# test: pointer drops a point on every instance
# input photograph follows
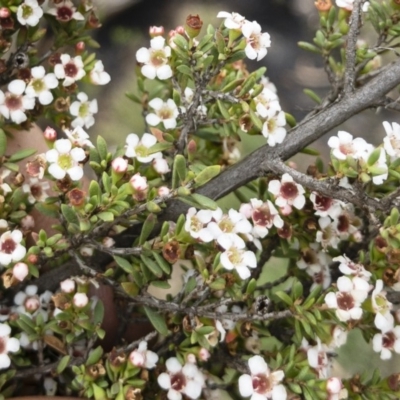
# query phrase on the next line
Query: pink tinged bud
(20, 271)
(4, 12)
(79, 48)
(67, 286)
(334, 385)
(50, 134)
(204, 354)
(163, 191)
(156, 31)
(80, 300)
(119, 165)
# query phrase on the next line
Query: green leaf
(94, 355)
(157, 320)
(3, 142)
(69, 214)
(152, 266)
(207, 174)
(20, 155)
(124, 264)
(63, 364)
(147, 228)
(102, 148)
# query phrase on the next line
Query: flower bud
(193, 25)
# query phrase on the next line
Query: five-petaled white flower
(78, 137)
(391, 143)
(155, 59)
(287, 192)
(11, 249)
(13, 103)
(178, 380)
(40, 85)
(65, 160)
(141, 357)
(257, 42)
(7, 345)
(262, 383)
(165, 112)
(98, 76)
(236, 256)
(347, 301)
(65, 11)
(29, 13)
(70, 69)
(344, 145)
(232, 20)
(139, 147)
(83, 110)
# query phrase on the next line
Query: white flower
(384, 320)
(70, 69)
(165, 112)
(139, 148)
(11, 249)
(262, 383)
(141, 357)
(155, 59)
(79, 137)
(65, 11)
(232, 20)
(36, 189)
(178, 380)
(227, 225)
(387, 342)
(257, 42)
(344, 145)
(273, 129)
(196, 222)
(347, 301)
(65, 160)
(83, 110)
(98, 76)
(13, 104)
(7, 345)
(348, 267)
(40, 85)
(346, 4)
(236, 257)
(325, 206)
(287, 192)
(29, 13)
(391, 142)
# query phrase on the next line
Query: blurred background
(125, 30)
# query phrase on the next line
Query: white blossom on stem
(65, 160)
(257, 42)
(13, 103)
(83, 110)
(29, 13)
(262, 383)
(165, 112)
(287, 192)
(11, 249)
(70, 69)
(181, 380)
(155, 59)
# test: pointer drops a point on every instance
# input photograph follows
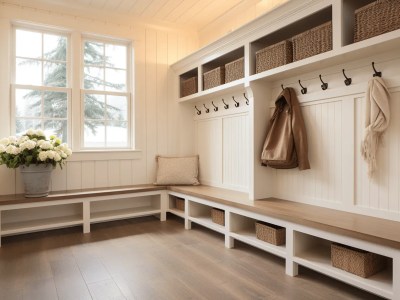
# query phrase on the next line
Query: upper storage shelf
(328, 25)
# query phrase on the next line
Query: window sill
(87, 155)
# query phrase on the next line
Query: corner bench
(309, 229)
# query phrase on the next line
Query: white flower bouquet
(33, 148)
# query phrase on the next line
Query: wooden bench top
(376, 230)
(82, 193)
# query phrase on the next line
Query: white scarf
(377, 118)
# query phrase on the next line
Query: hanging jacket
(285, 146)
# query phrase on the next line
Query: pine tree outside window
(106, 98)
(41, 95)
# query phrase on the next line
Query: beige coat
(286, 145)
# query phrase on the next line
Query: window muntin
(106, 98)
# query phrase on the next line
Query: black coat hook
(376, 73)
(303, 89)
(236, 103)
(247, 100)
(347, 81)
(324, 85)
(226, 106)
(215, 107)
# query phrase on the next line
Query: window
(106, 98)
(40, 94)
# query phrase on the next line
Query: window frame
(14, 85)
(127, 93)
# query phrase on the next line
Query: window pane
(28, 44)
(28, 71)
(55, 104)
(117, 134)
(94, 134)
(94, 53)
(22, 125)
(56, 127)
(94, 106)
(116, 56)
(55, 47)
(115, 80)
(117, 108)
(94, 78)
(55, 74)
(27, 103)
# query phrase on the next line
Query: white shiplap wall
(223, 143)
(335, 126)
(157, 127)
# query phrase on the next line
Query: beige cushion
(177, 170)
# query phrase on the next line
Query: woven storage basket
(274, 56)
(356, 261)
(214, 77)
(218, 216)
(270, 233)
(180, 204)
(234, 70)
(312, 42)
(189, 86)
(376, 18)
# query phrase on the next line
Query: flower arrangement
(33, 148)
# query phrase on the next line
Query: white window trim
(128, 93)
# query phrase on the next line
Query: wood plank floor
(148, 259)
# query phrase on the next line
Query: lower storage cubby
(31, 219)
(243, 228)
(107, 210)
(316, 253)
(176, 206)
(202, 214)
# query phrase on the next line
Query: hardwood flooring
(148, 259)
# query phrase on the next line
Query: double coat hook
(347, 81)
(376, 73)
(324, 85)
(303, 89)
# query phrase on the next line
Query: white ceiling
(193, 14)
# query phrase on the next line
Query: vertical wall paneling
(114, 173)
(74, 175)
(88, 171)
(209, 148)
(101, 174)
(162, 92)
(151, 101)
(125, 170)
(236, 152)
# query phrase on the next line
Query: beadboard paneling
(236, 145)
(323, 182)
(382, 191)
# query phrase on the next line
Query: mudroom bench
(80, 207)
(309, 232)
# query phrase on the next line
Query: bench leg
(86, 217)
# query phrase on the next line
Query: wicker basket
(356, 261)
(180, 204)
(312, 42)
(376, 18)
(274, 56)
(218, 216)
(189, 86)
(270, 233)
(234, 70)
(214, 78)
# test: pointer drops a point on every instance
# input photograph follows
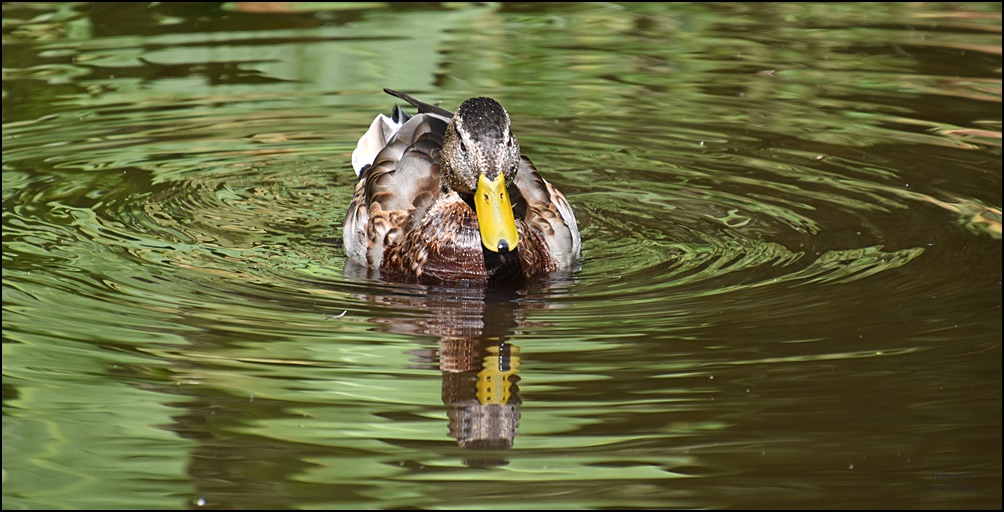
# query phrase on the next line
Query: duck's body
(449, 197)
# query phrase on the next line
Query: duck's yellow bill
(495, 219)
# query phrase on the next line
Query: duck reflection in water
(475, 323)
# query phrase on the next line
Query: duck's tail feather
(423, 106)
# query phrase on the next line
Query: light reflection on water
(790, 292)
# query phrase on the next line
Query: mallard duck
(448, 197)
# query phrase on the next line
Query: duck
(450, 197)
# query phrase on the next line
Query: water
(790, 293)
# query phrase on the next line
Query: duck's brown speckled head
(480, 157)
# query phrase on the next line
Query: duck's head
(480, 157)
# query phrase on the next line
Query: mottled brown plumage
(415, 212)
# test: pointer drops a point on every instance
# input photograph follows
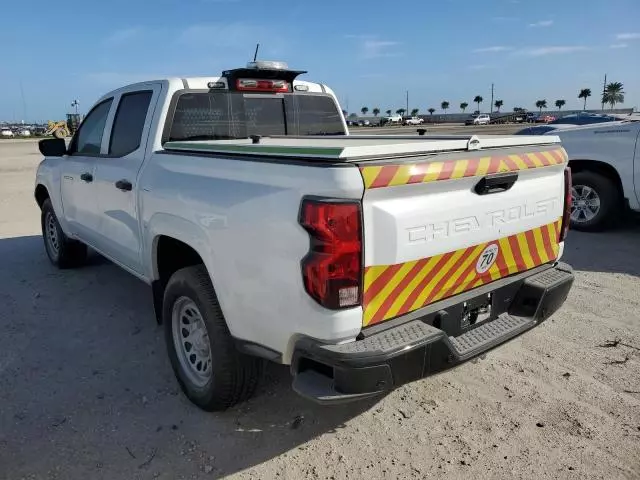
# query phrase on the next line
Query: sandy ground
(86, 390)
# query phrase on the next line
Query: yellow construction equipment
(62, 129)
(57, 129)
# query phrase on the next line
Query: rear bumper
(415, 349)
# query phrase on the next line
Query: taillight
(332, 270)
(566, 216)
(254, 85)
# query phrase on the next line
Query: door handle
(500, 182)
(124, 185)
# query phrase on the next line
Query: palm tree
(541, 104)
(585, 93)
(478, 99)
(613, 94)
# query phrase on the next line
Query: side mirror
(53, 147)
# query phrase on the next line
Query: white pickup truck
(605, 161)
(266, 232)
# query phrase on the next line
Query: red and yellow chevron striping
(403, 174)
(392, 290)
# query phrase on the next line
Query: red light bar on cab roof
(259, 85)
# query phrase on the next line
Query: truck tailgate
(445, 224)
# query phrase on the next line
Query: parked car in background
(481, 119)
(391, 120)
(605, 163)
(413, 121)
(545, 118)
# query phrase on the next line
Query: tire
(62, 251)
(588, 189)
(189, 304)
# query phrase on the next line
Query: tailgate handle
(500, 182)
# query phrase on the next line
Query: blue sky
(370, 52)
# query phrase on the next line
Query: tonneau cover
(348, 148)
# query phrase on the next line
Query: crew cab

--------

*DIRECTIONS:*
Repeat the records verbatim, excluding pictures.

*TASK OUTPUT:*
# test: pointer drops a point on every instance
# input photograph follows
# query phrase on the next line
Query: pink tinged bud
(20, 271)
(4, 12)
(79, 48)
(67, 286)
(334, 385)
(50, 134)
(204, 354)
(163, 191)
(156, 31)
(80, 300)
(119, 165)
# query phrase on the next line
Query: green leaf
(94, 355)
(157, 320)
(3, 142)
(69, 214)
(152, 266)
(207, 174)
(20, 155)
(124, 264)
(63, 364)
(147, 228)
(102, 148)
# query phrase on the next line
Query: flower bud
(193, 25)
# query phrase on the next line
Query: five-petaled white flower
(78, 137)
(391, 143)
(155, 59)
(287, 192)
(11, 249)
(13, 103)
(178, 380)
(40, 85)
(65, 160)
(141, 357)
(257, 42)
(7, 345)
(262, 383)
(165, 112)
(98, 76)
(236, 256)
(347, 301)
(65, 11)
(29, 13)
(70, 69)
(344, 145)
(232, 20)
(139, 147)
(83, 110)
# query phrase on the next line
Query: white flower
(384, 320)
(70, 69)
(165, 112)
(139, 148)
(11, 249)
(262, 383)
(141, 357)
(155, 59)
(79, 137)
(65, 11)
(232, 20)
(36, 189)
(178, 380)
(227, 225)
(387, 342)
(257, 42)
(344, 145)
(273, 129)
(196, 222)
(347, 301)
(65, 160)
(83, 110)
(98, 76)
(13, 104)
(7, 345)
(348, 267)
(40, 85)
(346, 4)
(236, 257)
(325, 206)
(287, 192)
(29, 13)
(391, 142)
# query phrase on the next line
Query: blurred background
(125, 30)
# query phrase on the next line
Query: white blossom on stem
(65, 160)
(257, 42)
(13, 103)
(83, 110)
(29, 13)
(262, 383)
(165, 112)
(287, 192)
(11, 249)
(70, 69)
(181, 380)
(155, 59)
# test: pointer drops a point on every instance
# input photograph follows
# query phrase on the next line
Query: upper storage shelf
(328, 25)
# query phrase on the next line
Query: window sill
(87, 155)
# query phrase on the next line
Query: corner bench
(309, 229)
# query phrase on the next line
Query: white flower bouquet
(33, 148)
# query phrase on the next line
Query: wooden bench top
(376, 230)
(82, 193)
# query phrase on the next line
Query: white scarf
(377, 118)
# query phrase on the next line
Query: hanging jacket
(285, 146)
# query phrase on the next line
Query: pine tree outside window
(106, 98)
(41, 95)
# query phrase on the next line
Query: beige coat
(286, 145)
# query phrase on the next line
Query: window muntin
(106, 98)
# query phrase on the next line
Query: black coat hook
(376, 73)
(303, 89)
(236, 103)
(247, 100)
(347, 81)
(324, 85)
(226, 106)
(215, 107)
# query phrase on the next line
Query: window
(106, 98)
(40, 94)
# query phrase on the next line
Query: window frame
(14, 85)
(127, 93)
# query phrase on the next line
Query: window pane
(28, 44)
(28, 71)
(55, 104)
(117, 134)
(94, 134)
(94, 53)
(22, 125)
(56, 127)
(94, 106)
(116, 56)
(55, 47)
(115, 80)
(117, 108)
(94, 78)
(55, 74)
(27, 103)
# query phrase on the next line
Query: white shiplap wall
(223, 143)
(335, 126)
(157, 127)
# query phrase on the next line
Query: beige cushion
(177, 170)
# query phrase on the next line
Query: woven storage basket
(274, 56)
(356, 261)
(214, 77)
(218, 216)
(270, 233)
(180, 204)
(234, 70)
(312, 42)
(189, 86)
(376, 18)
# query phrase on the next line
Query: flower arrangement
(33, 148)
# query phrase on the next line
Query: white window trim
(128, 93)
# query phrase on the next line
Query: wood plank floor
(148, 259)
# query phrase on the next line
Query: lower storage cubby
(31, 219)
(243, 228)
(107, 210)
(316, 253)
(176, 206)
(202, 214)
# query phrase on the next line
Query: hardwood flooring
(148, 259)
# query phrase on the next line
Query: double coat hook
(347, 81)
(376, 73)
(324, 85)
(303, 89)
# query phrase on the next line
Query: white ceiling
(193, 14)
# query phrase on the next line
Query: vertical wall paneling
(114, 173)
(74, 175)
(88, 171)
(209, 148)
(101, 174)
(162, 92)
(151, 101)
(125, 170)
(236, 152)
# query phrase on the next line
Query: beadboard paneling
(236, 145)
(323, 182)
(382, 191)
# query phrase on the next line
Query: mudroom bench
(80, 207)
(309, 232)
# query phrase on the next line
Query: bench leg
(86, 217)
# query phrase on the next line
Query: wicker basket
(356, 261)
(180, 204)
(312, 42)
(376, 18)
(274, 56)
(218, 216)
(189, 86)
(270, 233)
(234, 70)
(214, 78)
# test: pointer drops a point on every instance
# input photograph follows
# query phrase on the next line
Query: duck's body
(449, 197)
# query phrase on the next line
Query: duck's yellow bill
(495, 219)
# query phrase on the next line
Query: duck reflection in water
(475, 323)
# query phrase on the next line
Query: duck's tail feather
(423, 106)
# query phrase on the next line
Query: light reflection on water
(790, 292)
# query phrase on the next line
Query: mallard duck
(448, 197)
# query phrase on the next line
Query: duck
(450, 197)
# query phrase on the next line
Query: water
(790, 293)
# query phrase on the next line
Query: duck's brown speckled head
(480, 157)
# query phrase on the next line
Query: duck's head
(480, 157)
# query phrase on the next line
Query: mottled brown plumage
(415, 212)
# test: pointer drops a point on every instance
# input photograph follows
# query phrase on the next line
Query: sandy ground
(86, 390)
# query phrase on the next line
Query: yellow construction equipment
(62, 129)
(57, 129)
# query phrase on the next line
Query: rear bumper
(415, 349)
# query phrase on the next line
Query: taillight
(332, 270)
(566, 216)
(254, 85)
# query phrase on the next line
Query: door handle
(500, 182)
(124, 185)
# query phrase on the next line
Query: palm tree
(541, 104)
(585, 93)
(478, 99)
(613, 94)
# query phrase on the next line
Query: side mirror
(53, 147)
# query phrase on the next line
Query: white pickup truck
(605, 161)
(266, 232)
# query phrase on the next line
Query: red and yellow chevron striping
(403, 174)
(392, 290)
# query phrase on the next line
Query: red light bar on cab roof
(259, 85)
# query phrase on the next line
Query: truck tailgate
(445, 224)
# query phrase on the next line
Query: parked car in background
(481, 119)
(391, 120)
(605, 163)
(413, 121)
(545, 118)
# query phrase on the next line
Query: tire
(62, 251)
(588, 189)
(189, 304)
# query phrase on the next line
Query: tailgate handle
(500, 182)
# query phrase on the next line
Query: blue sky
(370, 52)
# query phrase on the next line
Query: tonneau cover
(348, 148)
# query phrase on the next line
Query: crew cab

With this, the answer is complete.